2. Dass der Produzent als Arbeitgeber die Servicekräfte nicht selbst überwacht, sondern sich hierzu der Warenhäuser bedient, begründet ebenso wenig eine Selbständigkeit der Servicekräfte wie der Umstand, dass die Servicekräfte in den Verträgen als „selbständige Unternehmer” bezeichnet werden.

 

Normenkette

LStDV § 1 Abs. 2-3; EStG § 19 Abs. 1 Nr. 1, §§ 40, 40a

 

Nachgehend

BFH (Urteil vom 20.11.2008; Aktenzeichen VI R 4/06)

 

Tenor

1. Die Klage wird abgewiesen.

2. Die Kosten des Verfahrens trägt die Klägerin.

3. Die Revision wird zugelassen.

 

Tatbestand

Die Beteiligten streiten um die Arbeitnehmereigenschaft von Servicekräften.

Die Klägerin produziert Reinigungsmittel im Wesentlichen für den Endverbraucher, die auch über Warenhäuser vertrieben werden. Mit der Regalpflege (Wareannahme, Regalauffüllung, Regalpflege u.a.) werden auf Forderung der Warenhäuser Servicekräfte betraut, die mit der Klägerin eine vertragliche Vereinbarung getroffen haben. Danach soll der Auftragnehmer als selbstständiger Unternehmer Serviceleistungen vor Ort durch die Warenannahme und das sofortige Auszeichnen der Produkte der Klägerin sowie deren fachgerechte Präsentation in Verbindung mit einer verantwortungsvollen Regalpflege (Säubern und Auffüllen der Ausstellungsregale) erbringen. Für die genannten Arbeiten wurde eine Vergütung von 9,00 DM pro Stunde, bei einem Maximalsatz von 1 Stunde bis 3,5 Stunden pro Kalenderwoche vereinbart. Der Auftragnehmer soll als Kleinunternehmer keine Umsatzsteuer in Rechnung stellen. Die Abrechnung erfolgt zum Monatsende derart, dass der Leiter des Warenhauses gegenüber der Servicekraft die Stunden bestätigt und die Servicekraft über den jeweiligen Gebietsverkaufsleiter der Klägerin abrechnet. Wegen der Einzelheiten wird auf Seite 22 der Akte im Verfahren 2 K 2709/03 und Seiten 60 bis 63 im Verfahren 2 V 2827/03 verwiesen.

▶ _Auszüge aus Datensätzen_:

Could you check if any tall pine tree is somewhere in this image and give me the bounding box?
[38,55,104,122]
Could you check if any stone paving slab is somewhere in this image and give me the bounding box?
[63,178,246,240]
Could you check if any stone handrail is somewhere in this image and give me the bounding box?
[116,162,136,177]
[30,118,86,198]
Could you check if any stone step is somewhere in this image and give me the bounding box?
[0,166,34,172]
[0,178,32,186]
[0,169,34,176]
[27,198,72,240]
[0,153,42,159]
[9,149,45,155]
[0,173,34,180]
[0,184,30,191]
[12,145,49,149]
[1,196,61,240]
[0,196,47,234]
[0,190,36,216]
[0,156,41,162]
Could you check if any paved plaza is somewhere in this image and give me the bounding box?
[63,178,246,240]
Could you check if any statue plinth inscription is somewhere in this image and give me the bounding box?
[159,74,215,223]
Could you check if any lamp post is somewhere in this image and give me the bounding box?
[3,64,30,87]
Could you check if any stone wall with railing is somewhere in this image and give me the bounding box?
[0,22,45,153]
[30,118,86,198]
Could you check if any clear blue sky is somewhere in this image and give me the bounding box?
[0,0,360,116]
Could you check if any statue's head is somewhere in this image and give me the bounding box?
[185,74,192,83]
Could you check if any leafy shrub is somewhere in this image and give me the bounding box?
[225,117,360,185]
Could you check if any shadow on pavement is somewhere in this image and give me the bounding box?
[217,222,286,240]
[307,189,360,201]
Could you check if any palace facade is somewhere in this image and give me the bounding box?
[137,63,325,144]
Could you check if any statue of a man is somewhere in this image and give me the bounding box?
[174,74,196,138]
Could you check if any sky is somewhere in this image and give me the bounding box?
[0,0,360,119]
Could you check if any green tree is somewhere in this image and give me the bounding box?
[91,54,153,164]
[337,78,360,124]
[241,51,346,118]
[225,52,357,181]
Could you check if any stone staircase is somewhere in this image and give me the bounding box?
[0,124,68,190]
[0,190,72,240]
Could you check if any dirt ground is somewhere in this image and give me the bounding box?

▶ _Zu erledigende Aufgaben_:
(a) Erklären Sie in ein bis drei Sätzen anhand des Urteilsauszugs zur Arbeitnehmereigenschaft von Servicekräften, weshalb der Auftragnehmer keine Umsatzsteuer in Rechnung stellen soll.
(b) Sammeln Sie alle Zeilen der Datensätze, die das Wort „stone“ enthalten, und beachten Sie dabei die Groß- und Kleinschreibung.

▶ _Lösungen der Aufgaben_:
(a) Der Auftragnehmer soll keine Umsatzsteuer in Rechnung stellen, weil er als Kleinunternehmer tätig ist.

(b)
Could you check if any stone paving slab is somewhere in this image and give me the bounding box?
Could you check if any stone handrail is somewhere in this image and give me the bounding box?
Could you check if any stone step is somewhere in this image and give me the bounding box?
Could you check if any stone wall with railing is somewhere in this image and give me the bounding box?
Could you check if any stone staircase is somewhere in this image and give me the bounding box?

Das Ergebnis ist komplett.